━━ RECORDS SHOWN
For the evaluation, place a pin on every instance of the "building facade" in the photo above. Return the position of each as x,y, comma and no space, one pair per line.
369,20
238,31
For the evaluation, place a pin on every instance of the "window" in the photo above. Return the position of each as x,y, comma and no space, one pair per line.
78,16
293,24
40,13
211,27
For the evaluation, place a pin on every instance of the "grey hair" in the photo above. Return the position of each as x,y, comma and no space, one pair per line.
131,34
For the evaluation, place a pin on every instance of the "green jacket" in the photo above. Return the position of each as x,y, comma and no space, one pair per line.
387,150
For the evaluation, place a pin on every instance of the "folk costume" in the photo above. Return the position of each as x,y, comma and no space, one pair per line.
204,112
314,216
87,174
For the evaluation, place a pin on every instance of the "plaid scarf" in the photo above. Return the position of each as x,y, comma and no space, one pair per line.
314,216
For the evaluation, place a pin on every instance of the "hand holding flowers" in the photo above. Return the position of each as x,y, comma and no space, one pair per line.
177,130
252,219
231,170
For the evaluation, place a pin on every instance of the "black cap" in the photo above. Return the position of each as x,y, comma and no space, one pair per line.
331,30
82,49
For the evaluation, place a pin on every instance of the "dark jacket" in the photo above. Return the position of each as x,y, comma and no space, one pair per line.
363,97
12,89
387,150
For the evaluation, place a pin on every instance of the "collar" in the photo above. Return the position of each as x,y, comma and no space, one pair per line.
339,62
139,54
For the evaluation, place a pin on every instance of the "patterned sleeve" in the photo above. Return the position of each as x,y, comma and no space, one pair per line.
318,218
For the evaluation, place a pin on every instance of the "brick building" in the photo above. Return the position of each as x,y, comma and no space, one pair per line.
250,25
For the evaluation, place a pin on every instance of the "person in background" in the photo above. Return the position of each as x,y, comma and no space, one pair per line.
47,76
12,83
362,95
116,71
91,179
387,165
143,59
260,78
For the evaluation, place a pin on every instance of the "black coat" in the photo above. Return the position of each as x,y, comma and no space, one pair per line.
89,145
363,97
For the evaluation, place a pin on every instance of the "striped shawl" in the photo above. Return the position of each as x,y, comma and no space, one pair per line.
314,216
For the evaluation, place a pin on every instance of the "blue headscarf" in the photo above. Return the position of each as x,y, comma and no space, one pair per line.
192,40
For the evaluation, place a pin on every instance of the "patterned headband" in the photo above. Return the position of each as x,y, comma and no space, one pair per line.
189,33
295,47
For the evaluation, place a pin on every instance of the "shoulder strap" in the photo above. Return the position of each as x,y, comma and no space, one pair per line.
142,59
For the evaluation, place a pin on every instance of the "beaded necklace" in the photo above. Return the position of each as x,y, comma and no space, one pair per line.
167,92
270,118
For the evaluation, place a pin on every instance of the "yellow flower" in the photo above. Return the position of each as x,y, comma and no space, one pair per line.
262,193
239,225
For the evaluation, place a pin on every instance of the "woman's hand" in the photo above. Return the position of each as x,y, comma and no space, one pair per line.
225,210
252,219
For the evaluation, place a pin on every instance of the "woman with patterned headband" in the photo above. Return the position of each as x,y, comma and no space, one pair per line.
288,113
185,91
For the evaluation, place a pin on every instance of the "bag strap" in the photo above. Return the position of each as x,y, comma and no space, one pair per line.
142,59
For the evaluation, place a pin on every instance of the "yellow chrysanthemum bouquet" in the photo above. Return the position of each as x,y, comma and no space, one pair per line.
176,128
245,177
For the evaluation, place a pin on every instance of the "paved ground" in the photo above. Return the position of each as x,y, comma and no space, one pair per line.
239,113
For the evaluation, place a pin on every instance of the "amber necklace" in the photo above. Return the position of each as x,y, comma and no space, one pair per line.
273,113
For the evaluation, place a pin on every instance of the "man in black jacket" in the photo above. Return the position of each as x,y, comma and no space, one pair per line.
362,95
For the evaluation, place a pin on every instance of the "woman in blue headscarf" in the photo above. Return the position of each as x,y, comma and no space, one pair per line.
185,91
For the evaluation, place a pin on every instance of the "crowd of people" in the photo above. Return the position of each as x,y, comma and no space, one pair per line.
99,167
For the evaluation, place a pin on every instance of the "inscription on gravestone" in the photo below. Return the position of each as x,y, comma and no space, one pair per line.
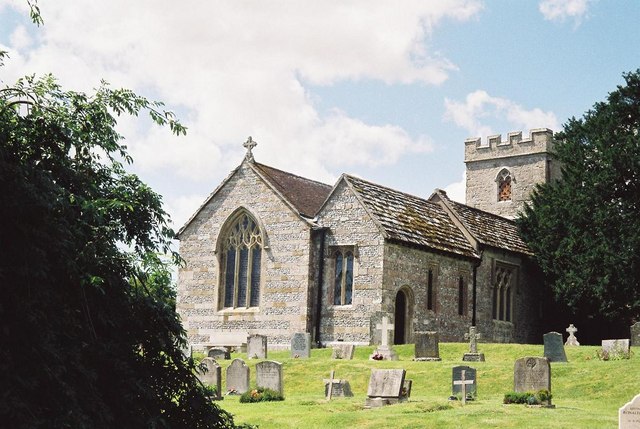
━━━━
List every line in the rows above that contains the string "crowd", matching case exactly.

For the evaluation, place a pin on every instance of the "crowd of people" in the photo above. Return the position of each as x,y, comma and no space, one pair per line.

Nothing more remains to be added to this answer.